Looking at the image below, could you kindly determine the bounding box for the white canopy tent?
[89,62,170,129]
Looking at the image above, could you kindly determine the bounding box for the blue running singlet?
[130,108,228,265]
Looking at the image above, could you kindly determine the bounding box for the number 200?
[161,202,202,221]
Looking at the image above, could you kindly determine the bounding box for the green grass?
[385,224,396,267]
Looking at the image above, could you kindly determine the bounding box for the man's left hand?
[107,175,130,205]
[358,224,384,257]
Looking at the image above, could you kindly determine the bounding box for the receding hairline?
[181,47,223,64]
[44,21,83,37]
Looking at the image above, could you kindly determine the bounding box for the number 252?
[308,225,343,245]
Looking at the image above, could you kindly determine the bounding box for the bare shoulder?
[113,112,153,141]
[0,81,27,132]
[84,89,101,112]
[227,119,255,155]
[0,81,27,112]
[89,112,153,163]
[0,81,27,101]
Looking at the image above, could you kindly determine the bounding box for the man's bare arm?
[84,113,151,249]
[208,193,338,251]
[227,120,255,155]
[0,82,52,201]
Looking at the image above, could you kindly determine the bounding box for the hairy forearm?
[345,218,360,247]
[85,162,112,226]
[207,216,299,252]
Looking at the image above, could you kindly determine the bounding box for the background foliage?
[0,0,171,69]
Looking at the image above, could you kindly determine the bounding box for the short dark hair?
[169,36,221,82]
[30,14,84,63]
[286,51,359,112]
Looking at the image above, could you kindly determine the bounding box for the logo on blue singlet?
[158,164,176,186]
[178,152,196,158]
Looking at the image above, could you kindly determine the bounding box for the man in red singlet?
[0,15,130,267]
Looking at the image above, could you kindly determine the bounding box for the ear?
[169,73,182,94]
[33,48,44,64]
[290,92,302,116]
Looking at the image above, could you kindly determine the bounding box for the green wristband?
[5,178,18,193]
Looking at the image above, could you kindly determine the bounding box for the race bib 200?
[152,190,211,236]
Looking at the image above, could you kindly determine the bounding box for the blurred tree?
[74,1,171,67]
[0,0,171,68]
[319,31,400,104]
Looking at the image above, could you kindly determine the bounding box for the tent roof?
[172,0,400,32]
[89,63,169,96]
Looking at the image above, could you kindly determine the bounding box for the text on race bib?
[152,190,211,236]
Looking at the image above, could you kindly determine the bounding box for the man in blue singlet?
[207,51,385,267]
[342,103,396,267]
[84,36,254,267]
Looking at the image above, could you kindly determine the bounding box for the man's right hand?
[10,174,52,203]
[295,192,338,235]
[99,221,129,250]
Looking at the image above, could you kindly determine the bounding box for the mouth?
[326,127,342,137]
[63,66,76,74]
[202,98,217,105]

§ WORK TO BE COMPLETED:
Each record above should be given again exactly as it appears.

§ ANSWER BOX:
Looking at the image below, could you kindly determine the bounding box for the white canopy tent?
[89,62,170,129]
Looking at the image above, could you kindly determine the bounding box for the blue running singlet?
[130,108,228,265]
Looking at the image above, could you kindly determine the bounding box for the number 200?
[161,202,202,221]
Looking at the image above, could you kindly determine the bounding box for the green grass?
[385,224,396,267]
Looking at the image above, could you kindly determine the bounding box for the man's left hand?
[107,175,130,205]
[358,224,384,257]
Looking at the image above, could you kindly determine the bounding box for the receding hairline?
[181,47,223,64]
[44,21,83,37]
Looking at the image above, could you kindly determine the bounding box for the number 252?
[308,225,343,245]
Looking at the image above, could you kindly determine the bounding box for the bare shoulder?
[113,112,153,141]
[0,81,27,132]
[84,89,101,112]
[227,119,255,155]
[0,81,27,112]
[89,112,153,163]
[0,81,27,101]
Looking at the image above, could you kindly determine the bounding box for the man's bare arm?
[84,113,151,249]
[208,193,338,251]
[227,120,255,155]
[0,82,52,201]
Looking at the image above, could you kindly determine the bounding box for the hairy forearm?
[345,218,360,247]
[85,162,112,226]
[207,216,299,252]
Looking at the image above, could you kindly determine the bounding box for the background foliage?
[0,0,171,69]
Looking at the image above, could you kindly determine the bounding box for the short dark hair?
[169,36,221,82]
[30,14,84,63]
[286,51,359,112]
Looking at the image above, could you kindly determine the bounding box for the logo on blue singlet?
[158,164,176,186]
[178,152,196,158]
Looking at the image above, could you kindly determine the bounding box for the man in red singlet?
[0,15,130,267]
Looking at the image above, could you kindly determine the bounding box for the ear?
[169,73,182,94]
[33,48,44,64]
[290,92,302,116]
Looking at the image above, could you kindly determine the bounding box for the green wristband?
[5,178,18,193]
Looking at the image above, could you kindly determine the bounding box for the race bib 200?
[152,190,211,236]
Looking at the image above, could you kindly determine the bounding box for the blurred tree?
[74,1,171,67]
[0,0,171,68]
[319,31,400,104]
Looking at the image above, could you kindly determine the bounding box for the tent roof?
[172,0,400,32]
[89,63,169,96]
Looking at the image above, could you kindly determine the bounding box for the text on race bib?
[152,190,211,236]
Looking at the image above, could you kindly determine the bounding box for the man in blue singlet?
[207,51,385,267]
[342,103,396,267]
[84,36,254,267]
Looking at the image above, could you kindly determine the bounding box for the man's right hand?
[10,174,52,203]
[295,192,338,235]
[99,221,129,250]
Looking at the image above, could you kindly determine the bounding box for the mouth?
[326,127,342,137]
[63,66,76,74]
[202,98,217,105]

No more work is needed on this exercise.